Soal Latihan 1
Tuliskan kembali bagian cerita tentang sahabat yang dibuka dengan kata-kata berisi "Sewaktu kami chatting, ia" dan ditutup dengan "dirinya yang asli.", tanpa mengubah apa pun.

Bagian Teks
2.17.2008

Cerita dari Sahabat

Jayapura, 17 Februari 2008

Suatu hari penulis sedang chat dengan seorang sahabat dari pulau seberang. Ia seorang jomblo dan ia juga berprofesi sama seperti penulis yakni sebagai seorang guru di sebuah sekolah di daerahnya. Ia juga salah satu guru termuda di sekolah tempat ia bekerja. Umurnya pun baru 20 tahun. Maklum saja, karena pria yang satu ini memiliki bakat dan kemampuan di bidangnya sehingga ia diterima di sana.

Sewaktu kami chatting, ia bercerita tentang dirinya, keadaan lingkungn tempat ia berada, dan sesekali curhat mengenai persoalan yang dihadapinya. Namun saat ini ia sedang dihadapkan dengan satu persoalan yang menurutnya rumit dan ia membutuhkan bantuan penulis. Singkat cerita, setelah mendengar cerita darinya. Penulis pun agak kesulitan mencari solusinya. Kemudian terpikirkan oleh penulis untuk menceritakan persoalannya ke dalam blog milik penulis. Sebelumnya penulis meminta ijin kepadanya karena tidak sopan rasanya kalau penulis belum meminta ijin. Ia pun mengijinkan dan membolehkan agar cerita tentang dirinya dimasukkan ke dalam blog penulis. Akan tetapi ia juga memberikan syarat agar penulis tidak menyebutkan identitas dirinya yang asli.

Daftar Entri
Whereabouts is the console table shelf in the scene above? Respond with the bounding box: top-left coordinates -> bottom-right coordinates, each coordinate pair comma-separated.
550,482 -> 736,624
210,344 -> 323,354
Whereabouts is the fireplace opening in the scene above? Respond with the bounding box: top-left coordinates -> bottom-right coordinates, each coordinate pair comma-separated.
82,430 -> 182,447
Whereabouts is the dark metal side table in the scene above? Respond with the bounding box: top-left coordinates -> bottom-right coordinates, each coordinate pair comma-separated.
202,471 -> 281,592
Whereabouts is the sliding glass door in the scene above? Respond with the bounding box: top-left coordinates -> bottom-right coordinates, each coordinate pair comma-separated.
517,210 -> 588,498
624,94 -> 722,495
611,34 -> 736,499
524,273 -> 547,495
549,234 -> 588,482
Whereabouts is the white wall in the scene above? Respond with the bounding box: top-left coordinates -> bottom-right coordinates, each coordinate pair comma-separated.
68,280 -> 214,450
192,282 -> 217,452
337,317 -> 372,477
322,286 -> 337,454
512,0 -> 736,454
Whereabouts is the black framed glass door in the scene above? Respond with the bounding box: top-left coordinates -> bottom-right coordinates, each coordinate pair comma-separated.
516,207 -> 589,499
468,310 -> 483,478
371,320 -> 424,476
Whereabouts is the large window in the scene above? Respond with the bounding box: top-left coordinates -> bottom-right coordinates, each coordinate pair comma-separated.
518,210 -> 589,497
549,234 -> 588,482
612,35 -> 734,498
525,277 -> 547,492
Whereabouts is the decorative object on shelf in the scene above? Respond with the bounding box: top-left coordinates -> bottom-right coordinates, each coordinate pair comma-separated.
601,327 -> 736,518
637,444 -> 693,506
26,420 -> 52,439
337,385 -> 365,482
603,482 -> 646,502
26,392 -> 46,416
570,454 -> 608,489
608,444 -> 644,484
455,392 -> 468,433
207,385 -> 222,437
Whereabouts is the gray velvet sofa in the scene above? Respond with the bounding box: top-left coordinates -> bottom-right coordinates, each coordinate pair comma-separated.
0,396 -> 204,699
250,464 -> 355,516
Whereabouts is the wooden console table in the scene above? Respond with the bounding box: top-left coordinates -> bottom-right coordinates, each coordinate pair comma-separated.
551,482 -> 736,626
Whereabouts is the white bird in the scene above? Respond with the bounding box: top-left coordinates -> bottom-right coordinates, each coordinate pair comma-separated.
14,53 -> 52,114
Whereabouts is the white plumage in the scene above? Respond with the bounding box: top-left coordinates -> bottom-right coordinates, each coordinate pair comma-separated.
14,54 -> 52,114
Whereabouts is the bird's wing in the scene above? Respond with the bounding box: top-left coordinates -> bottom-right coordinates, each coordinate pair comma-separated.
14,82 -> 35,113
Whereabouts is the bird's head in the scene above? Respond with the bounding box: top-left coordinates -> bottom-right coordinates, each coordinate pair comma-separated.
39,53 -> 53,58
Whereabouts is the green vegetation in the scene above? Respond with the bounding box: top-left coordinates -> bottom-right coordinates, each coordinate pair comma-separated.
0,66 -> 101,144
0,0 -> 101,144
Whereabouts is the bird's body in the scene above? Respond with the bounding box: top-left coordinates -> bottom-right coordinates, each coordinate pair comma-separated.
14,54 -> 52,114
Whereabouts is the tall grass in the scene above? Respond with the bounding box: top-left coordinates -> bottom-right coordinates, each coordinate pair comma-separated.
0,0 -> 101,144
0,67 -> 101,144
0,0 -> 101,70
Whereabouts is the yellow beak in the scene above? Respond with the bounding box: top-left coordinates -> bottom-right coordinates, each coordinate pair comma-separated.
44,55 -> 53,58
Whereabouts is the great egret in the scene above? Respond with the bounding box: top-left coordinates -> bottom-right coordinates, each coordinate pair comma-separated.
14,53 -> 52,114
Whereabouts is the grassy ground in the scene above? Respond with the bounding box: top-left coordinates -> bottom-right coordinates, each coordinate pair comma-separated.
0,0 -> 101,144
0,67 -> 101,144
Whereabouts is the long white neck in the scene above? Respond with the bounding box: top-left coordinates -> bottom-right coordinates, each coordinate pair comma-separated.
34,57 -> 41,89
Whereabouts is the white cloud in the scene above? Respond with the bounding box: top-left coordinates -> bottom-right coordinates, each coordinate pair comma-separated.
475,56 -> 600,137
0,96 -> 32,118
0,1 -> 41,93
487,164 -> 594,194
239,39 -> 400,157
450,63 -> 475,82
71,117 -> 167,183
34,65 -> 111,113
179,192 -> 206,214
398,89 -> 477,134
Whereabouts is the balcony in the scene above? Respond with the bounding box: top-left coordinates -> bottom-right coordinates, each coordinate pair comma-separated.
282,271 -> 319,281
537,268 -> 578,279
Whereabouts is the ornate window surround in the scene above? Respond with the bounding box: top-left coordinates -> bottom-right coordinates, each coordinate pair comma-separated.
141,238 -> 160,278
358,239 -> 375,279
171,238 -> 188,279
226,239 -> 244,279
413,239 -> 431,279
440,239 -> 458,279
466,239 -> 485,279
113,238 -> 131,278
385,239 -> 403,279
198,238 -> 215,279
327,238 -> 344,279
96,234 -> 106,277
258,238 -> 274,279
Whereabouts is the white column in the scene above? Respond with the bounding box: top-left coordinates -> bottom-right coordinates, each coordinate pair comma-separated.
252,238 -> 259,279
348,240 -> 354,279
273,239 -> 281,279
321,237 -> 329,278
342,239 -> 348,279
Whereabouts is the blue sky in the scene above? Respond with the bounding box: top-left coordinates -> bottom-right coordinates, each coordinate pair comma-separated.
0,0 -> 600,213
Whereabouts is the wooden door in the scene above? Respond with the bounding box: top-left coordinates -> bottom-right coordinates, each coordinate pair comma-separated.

Soal Latihan 2
Tukar "Respond" dengan "Answer" pada entri, mulai dari baris pertama hingga baris yang memuat "202,471 -> 281,592", termasuk baris itu sendiri. Tuliskan ulang hanya baris-baris tersebut dan biarkan bagian lainnya tetap sama.

Hasil Pengerjaan 1
Sewaktu kami chatting, ia bercerita tentang dirinya, keadaan lingkungn tempat ia berada, dan sesekali curhat mengenai persoalan yang dihadapinya. Namun saat ini ia sedang dihadapkan dengan satu persoalan yang menurutnya rumit dan ia membutuhkan bantuan penulis. Singkat cerita, setelah mendengar cerita darinya. Penulis pun agak kesulitan mencari solusinya. Kemudian terpikirkan oleh penulis untuk menceritakan persoalannya ke dalam blog milik penulis. Sebelumnya penulis meminta ijin kepadanya karena tidak sopan rasanya kalau penulis belum meminta ijin. Ia pun mengijinkan dan membolehkan agar cerita tentang dirinya dimasukkan ke dalam blog penulis. Akan tetapi ia juga memberikan syarat agar penulis tidak menyebutkan identitas dirinya yang asli.

Hasil Pengerjaan 2
Whereabouts is the console table shelf in the scene above? Answer with the bounding box: top-left coordinates -> bottom-right coordinates, each coordinate pair comma-separated.
550,482 -> 736,624
210,344 -> 323,354
Whereabouts is the fireplace opening in the scene above? Answer with the bounding box: top-left coordinates -> bottom-right coordinates, each coordinate pair comma-separated.
82,430 -> 182,447
Whereabouts is the dark metal side table in the scene above? Answer with the bounding box: top-left coordinates -> bottom-right coordinates, each coordinate pair comma-separated.
202,471 -> 281,592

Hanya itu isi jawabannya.